(Referring expression data)
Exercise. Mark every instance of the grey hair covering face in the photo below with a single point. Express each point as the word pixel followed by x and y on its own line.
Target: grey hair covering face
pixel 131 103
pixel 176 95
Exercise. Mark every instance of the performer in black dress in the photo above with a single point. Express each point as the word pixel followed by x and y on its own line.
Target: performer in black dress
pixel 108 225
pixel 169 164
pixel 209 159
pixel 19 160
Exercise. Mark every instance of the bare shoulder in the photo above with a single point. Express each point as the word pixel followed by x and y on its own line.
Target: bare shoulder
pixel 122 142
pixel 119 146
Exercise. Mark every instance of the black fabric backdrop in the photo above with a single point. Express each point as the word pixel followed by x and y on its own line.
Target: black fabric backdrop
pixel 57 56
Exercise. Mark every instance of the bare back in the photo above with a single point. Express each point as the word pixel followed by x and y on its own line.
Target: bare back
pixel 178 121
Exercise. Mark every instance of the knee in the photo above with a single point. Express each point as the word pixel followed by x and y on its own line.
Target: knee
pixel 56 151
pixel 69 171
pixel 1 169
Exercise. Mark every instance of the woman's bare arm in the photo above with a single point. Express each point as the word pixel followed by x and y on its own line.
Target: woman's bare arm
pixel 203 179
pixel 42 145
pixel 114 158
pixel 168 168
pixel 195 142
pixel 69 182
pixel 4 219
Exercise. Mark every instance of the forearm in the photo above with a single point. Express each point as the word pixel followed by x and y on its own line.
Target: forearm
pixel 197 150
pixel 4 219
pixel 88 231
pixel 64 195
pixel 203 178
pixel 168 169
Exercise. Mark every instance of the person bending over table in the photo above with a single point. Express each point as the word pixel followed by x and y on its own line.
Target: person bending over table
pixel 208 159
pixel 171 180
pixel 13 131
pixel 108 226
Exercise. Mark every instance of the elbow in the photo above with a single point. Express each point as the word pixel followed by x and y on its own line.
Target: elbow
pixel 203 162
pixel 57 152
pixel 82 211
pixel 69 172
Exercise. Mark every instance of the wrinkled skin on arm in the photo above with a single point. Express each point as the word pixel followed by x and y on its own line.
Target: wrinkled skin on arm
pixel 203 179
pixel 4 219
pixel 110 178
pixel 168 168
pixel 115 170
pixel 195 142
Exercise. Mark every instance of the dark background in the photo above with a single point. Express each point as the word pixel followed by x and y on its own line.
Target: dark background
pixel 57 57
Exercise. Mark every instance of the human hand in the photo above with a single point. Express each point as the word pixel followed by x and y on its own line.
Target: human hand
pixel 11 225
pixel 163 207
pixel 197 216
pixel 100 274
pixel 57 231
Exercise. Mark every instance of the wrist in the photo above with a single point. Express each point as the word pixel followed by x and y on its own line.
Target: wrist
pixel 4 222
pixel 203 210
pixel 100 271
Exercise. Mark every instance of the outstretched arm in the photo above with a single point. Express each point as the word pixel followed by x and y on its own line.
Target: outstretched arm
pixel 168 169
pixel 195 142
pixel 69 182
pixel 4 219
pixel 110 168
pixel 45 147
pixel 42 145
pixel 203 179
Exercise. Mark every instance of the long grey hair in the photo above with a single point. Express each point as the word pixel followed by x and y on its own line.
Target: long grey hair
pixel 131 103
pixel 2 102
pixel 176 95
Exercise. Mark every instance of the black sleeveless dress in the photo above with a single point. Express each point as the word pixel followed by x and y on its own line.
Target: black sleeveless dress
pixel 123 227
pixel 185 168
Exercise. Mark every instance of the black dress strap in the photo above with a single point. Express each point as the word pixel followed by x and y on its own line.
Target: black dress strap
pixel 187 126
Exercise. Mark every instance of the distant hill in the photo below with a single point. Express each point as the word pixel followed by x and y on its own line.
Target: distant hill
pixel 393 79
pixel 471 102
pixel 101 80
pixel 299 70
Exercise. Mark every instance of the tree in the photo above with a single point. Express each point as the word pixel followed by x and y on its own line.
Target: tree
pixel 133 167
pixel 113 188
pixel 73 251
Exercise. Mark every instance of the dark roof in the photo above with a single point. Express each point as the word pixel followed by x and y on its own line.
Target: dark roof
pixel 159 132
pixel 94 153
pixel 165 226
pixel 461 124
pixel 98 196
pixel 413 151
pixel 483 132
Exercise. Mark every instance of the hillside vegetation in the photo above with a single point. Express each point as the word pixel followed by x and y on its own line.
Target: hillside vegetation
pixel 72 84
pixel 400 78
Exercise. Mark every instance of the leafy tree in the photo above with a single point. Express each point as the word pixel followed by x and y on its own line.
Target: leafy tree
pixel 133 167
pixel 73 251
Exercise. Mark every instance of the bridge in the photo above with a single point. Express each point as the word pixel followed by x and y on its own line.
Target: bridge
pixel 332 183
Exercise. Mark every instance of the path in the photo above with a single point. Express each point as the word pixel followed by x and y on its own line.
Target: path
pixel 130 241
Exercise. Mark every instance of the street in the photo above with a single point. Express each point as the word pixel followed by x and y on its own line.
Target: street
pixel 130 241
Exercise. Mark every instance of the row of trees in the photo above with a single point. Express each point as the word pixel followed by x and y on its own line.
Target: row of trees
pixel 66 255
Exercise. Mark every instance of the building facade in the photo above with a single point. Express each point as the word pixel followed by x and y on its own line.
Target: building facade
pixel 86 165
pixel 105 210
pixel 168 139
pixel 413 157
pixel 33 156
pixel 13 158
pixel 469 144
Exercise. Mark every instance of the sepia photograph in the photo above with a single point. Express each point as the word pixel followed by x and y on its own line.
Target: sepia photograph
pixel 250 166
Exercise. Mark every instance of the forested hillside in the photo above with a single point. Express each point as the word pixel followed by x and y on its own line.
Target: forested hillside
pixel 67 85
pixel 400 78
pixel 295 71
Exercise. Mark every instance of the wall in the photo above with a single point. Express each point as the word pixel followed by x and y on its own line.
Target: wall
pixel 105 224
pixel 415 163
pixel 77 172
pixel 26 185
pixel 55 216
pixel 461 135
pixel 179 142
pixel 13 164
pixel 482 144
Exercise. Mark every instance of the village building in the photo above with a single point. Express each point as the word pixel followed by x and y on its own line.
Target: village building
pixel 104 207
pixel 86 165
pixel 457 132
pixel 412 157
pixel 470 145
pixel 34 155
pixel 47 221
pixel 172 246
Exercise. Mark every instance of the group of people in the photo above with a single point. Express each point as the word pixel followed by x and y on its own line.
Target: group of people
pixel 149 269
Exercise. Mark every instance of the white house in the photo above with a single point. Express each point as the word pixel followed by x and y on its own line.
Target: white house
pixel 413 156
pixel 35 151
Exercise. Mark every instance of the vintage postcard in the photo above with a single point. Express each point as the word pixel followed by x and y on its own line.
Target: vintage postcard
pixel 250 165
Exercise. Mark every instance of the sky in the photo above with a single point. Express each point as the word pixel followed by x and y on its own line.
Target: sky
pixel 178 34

TASK GOAL: Your task is to output all of the data above word for word.

EXERCISE SOLUTION:
Exercise. Mark every instance of the grey hair covering face in the photo below with a single point. Express each point as the word pixel followed by x and y on its own line.
Target: grey hair covering face
pixel 131 103
pixel 176 95
Exercise. Mark every instance of the performer in black dress in the photo above with a single point. Express each point as the word pixel followed by x and y on its own line.
Target: performer in black dress
pixel 108 225
pixel 169 164
pixel 209 159
pixel 19 160
Exercise. Mark every instance of the bare shoulder in the photo above with a single point. Express each point as the word pixel followed by x and y on its own line.
Target: bare shoulder
pixel 122 142
pixel 119 146
Exercise. Mark every instance of the black fabric backdrop in the photo above with a single point. Express each point as the word pixel followed by x and y on its own line.
Target: black fabric backdrop
pixel 57 56
Exercise. Mark every instance of the bare back in the photo above with a single point. Express each point as the word pixel followed by x and y on its own line.
Target: bare back
pixel 178 121
Exercise. Mark every instance of the knee in the photo above with a single point. Express each point as the word pixel followed by x and y on its own line.
Target: knee
pixel 56 151
pixel 69 171
pixel 1 169
Exercise. Mark every instance of the woman's bare arm in the photo above with a single point. Express each point as the word pixel followed by x and y on its own line.
Target: woman's bare arm
pixel 203 179
pixel 42 145
pixel 114 158
pixel 168 168
pixel 195 142
pixel 69 182
pixel 4 219
Exercise. Mark every instance of the forearm in the photo above with a single point. Express each point as the word pixel followed by x and y on its own line.
Target: forearm
pixel 197 150
pixel 4 219
pixel 88 231
pixel 64 195
pixel 203 178
pixel 168 169
Exercise. Mark every instance of the person bending over table in the photo above with a single point. Express each point as the word pixel followed by x and y on its own line.
Target: person bending over table
pixel 208 159
pixel 171 180
pixel 13 131
pixel 108 226
Exercise. Mark every instance of the elbow in the photo above with a single point. Express each point as the word pixel followed by x and y on its own line.
Target: elbow
pixel 203 162
pixel 57 152
pixel 82 211
pixel 69 172
Exercise. Mark every instance of the wrinkled skin on arm in the photo above with a single point. Express each point as the word pixel followed by x and y on its own line.
Target: wrinkled skin on arm
pixel 203 179
pixel 4 219
pixel 110 178
pixel 168 168
pixel 115 170
pixel 195 142
Exercise. Mark every instance of the dark background in the photo above with a single point. Express each point as the word pixel followed by x and y on its own line.
Target: dark background
pixel 57 57
Exercise. Mark every instance of the human hand in the photo above with a single point. Express each point as the word pixel followed by x and y on its own line.
Target: human hand
pixel 11 225
pixel 163 207
pixel 197 216
pixel 100 274
pixel 57 231
Exercise. Mark every instance of the wrist in the photo above with a single point. Express each point as the word pixel followed by x and y on its own line.
Target: wrist
pixel 4 222
pixel 203 210
pixel 100 271
Exercise. Mark every instance of the outstretched arm in the photo above with a single point. Express each point as the word pixel followed by x and y on its own line.
Target: outstretched arm
pixel 168 169
pixel 195 142
pixel 69 182
pixel 4 219
pixel 110 168
pixel 45 147
pixel 42 145
pixel 203 179
Exercise. Mark every instance of the long grey hair in the photo above with a single point. Express each point as the word pixel followed by x and y on its own line.
Target: long grey hair
pixel 131 103
pixel 2 102
pixel 176 95
Exercise. Mark every instance of the black sleeveless dress in the photo above with a single point. Express each point as the word pixel followed by x and y on its own line.
Target: black sleeveless dress
pixel 123 227
pixel 185 168
Exercise. Mark every instance of the black dress strap in the photo above with a single point. Express each point as the word pixel followed by x and y on its own line.
Target: black dress strap
pixel 187 126
Exercise. Mark every instance of the distant hill in the photo below with a single point. Express each point as the word pixel followed by x and y on its own line.
Target: distant hill
pixel 393 79
pixel 471 102
pixel 101 80
pixel 299 70
Exercise. Mark every instance of the tree in the photo above with a single point. Express each point as the word pixel followed by x and y on its own line.
Target: tree
pixel 133 167
pixel 113 188
pixel 73 251
Exercise. Mark every instance of the dark roof in the photo above with a single point. Express each point as the word pixel followed by x and y on its own line.
Target: dark roof
pixel 159 132
pixel 94 153
pixel 165 226
pixel 461 124
pixel 98 196
pixel 413 151
pixel 483 132
Exercise. Mark every instance of the hillside vegetation in the photo above with a single point. Express each point as the word pixel followed by x and y on its own line.
Target: hillside vegetation
pixel 72 84
pixel 400 78
Exercise. Mark every instance of the leafy tree in the photo above with a single point. Express each point as the word pixel followed by x and y on its own line.
Target: leafy tree
pixel 133 167
pixel 73 251
Exercise. Mark every instance of the bridge in the photo above with a single point. Express each point as the word pixel followed by x and y on its own line.
Target: bridge
pixel 332 183
Exercise. Mark every instance of the path in the photo above with a single point. Express each point as the word pixel followed by x and y on its own line.
Target: path
pixel 130 241
Exercise. Mark every instance of the street in the photo above with a single point. Express each point as the word pixel followed by x and y on its own line.
Target: street
pixel 130 241
Exercise. Mark every instance of the row of trees in the photo above with a single point. Express each point as the word pixel followed by x and y on its own line.
Target: row of trees
pixel 66 255
Exercise. Mark every instance of the building facade in the photo above with a single point. Express each point as the word pixel followed by x and y on its own line.
Target: building facade
pixel 86 165
pixel 105 210
pixel 168 139
pixel 413 157
pixel 33 156
pixel 13 158
pixel 469 144
Exercise. Mark every instance of the sepia photograph in the photo above with a single point. Express each point as the word pixel followed by x and y on its own line.
Target: sepia photograph
pixel 250 166
Exercise. Mark every instance of the forested hillside in the photo above with a single point. Express each point as the word pixel followed by x and y on its own line.
Target: forested hillside
pixel 67 85
pixel 400 78
pixel 295 71
Exercise. Mark every instance of the wall in the photo above with a single point. Express each point as the word pixel followed by x and y on its own line.
Target: wall
pixel 105 224
pixel 415 163
pixel 77 172
pixel 26 185
pixel 55 216
pixel 461 135
pixel 179 142
pixel 13 164
pixel 482 144
Exercise. Mark every instance of the village building in the photo above with a single point. Express each point as the word pixel followed by x and y on its own line.
Target: village building
pixel 104 207
pixel 86 165
pixel 457 132
pixel 412 157
pixel 470 145
pixel 34 155
pixel 47 221
pixel 172 246
Exercise. Mark every instance of the group of people in the photo above with a single point. Express each point as the word pixel followed by x and y on its own line.
Target: group of people
pixel 149 269
Exercise. Mark every instance of the white house in the photo above with a single point. Express each point as the word pixel followed by x and y on its own line.
Target: white house
pixel 413 156
pixel 35 151
Exercise. Mark every instance of the vintage postcard in the photo above with a single point. Express each point as the word pixel followed by x and y on its own line.
Target: vintage postcard
pixel 250 165
Exercise. Mark every instance of the sky in the photo above with a single point. Express each point as the word pixel followed by x and y on its own line.
Target: sky
pixel 178 34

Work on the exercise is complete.